Begin Stored data

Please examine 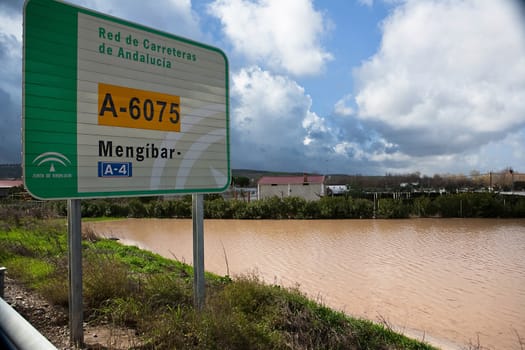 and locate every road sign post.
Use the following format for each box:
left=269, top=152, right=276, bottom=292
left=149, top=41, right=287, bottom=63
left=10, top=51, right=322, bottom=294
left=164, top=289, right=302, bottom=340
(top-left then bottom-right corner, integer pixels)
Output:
left=22, top=0, right=230, bottom=344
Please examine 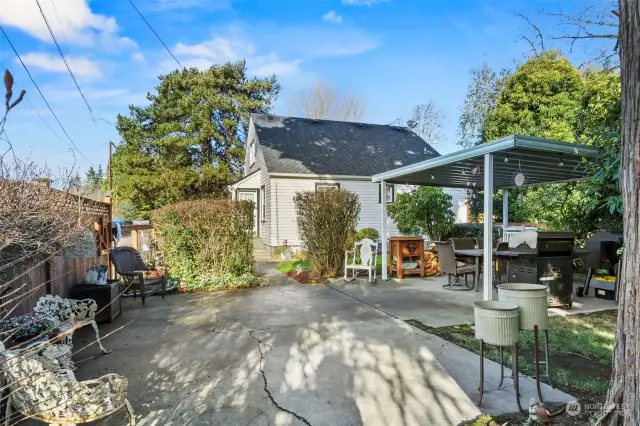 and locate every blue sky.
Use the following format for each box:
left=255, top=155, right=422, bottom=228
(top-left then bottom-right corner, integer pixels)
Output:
left=0, top=0, right=607, bottom=171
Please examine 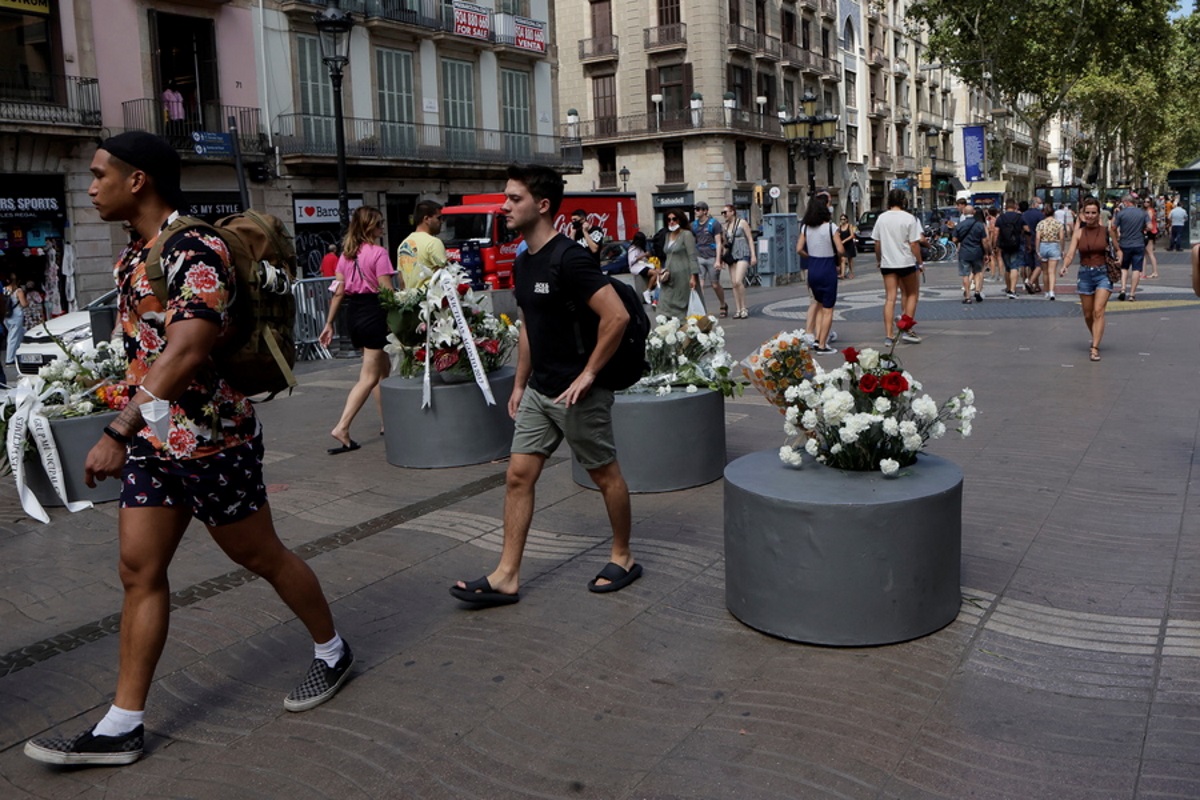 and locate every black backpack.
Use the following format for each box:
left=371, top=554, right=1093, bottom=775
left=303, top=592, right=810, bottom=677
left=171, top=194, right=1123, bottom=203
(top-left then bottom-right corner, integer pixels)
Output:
left=996, top=211, right=1025, bottom=253
left=550, top=236, right=650, bottom=392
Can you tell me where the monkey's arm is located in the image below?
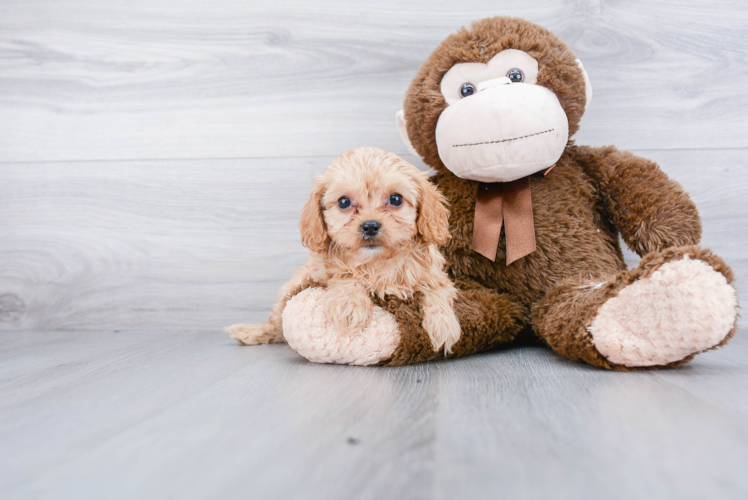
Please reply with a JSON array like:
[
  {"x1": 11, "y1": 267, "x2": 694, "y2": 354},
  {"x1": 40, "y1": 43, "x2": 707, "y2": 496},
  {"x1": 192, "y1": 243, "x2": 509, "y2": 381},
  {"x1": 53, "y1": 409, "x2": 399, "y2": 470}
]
[{"x1": 573, "y1": 146, "x2": 701, "y2": 256}]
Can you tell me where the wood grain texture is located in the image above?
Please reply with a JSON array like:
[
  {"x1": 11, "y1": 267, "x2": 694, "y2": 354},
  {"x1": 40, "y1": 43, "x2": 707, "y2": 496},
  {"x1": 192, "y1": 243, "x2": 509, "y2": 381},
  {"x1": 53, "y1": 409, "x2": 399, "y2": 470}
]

End Stored data

## Task to carry out:
Copy word for word the stretch of the items from the line containing "Can you tell me where the wood" through the end of the items.

## Solution to the exercise:
Can you tell me where the wood grain texture is located in the image above?
Please reply with a JSON array like:
[
  {"x1": 11, "y1": 267, "x2": 694, "y2": 354},
  {"x1": 40, "y1": 43, "x2": 707, "y2": 496},
  {"x1": 192, "y1": 243, "x2": 509, "y2": 381},
  {"x1": 53, "y1": 409, "x2": 399, "y2": 470}
]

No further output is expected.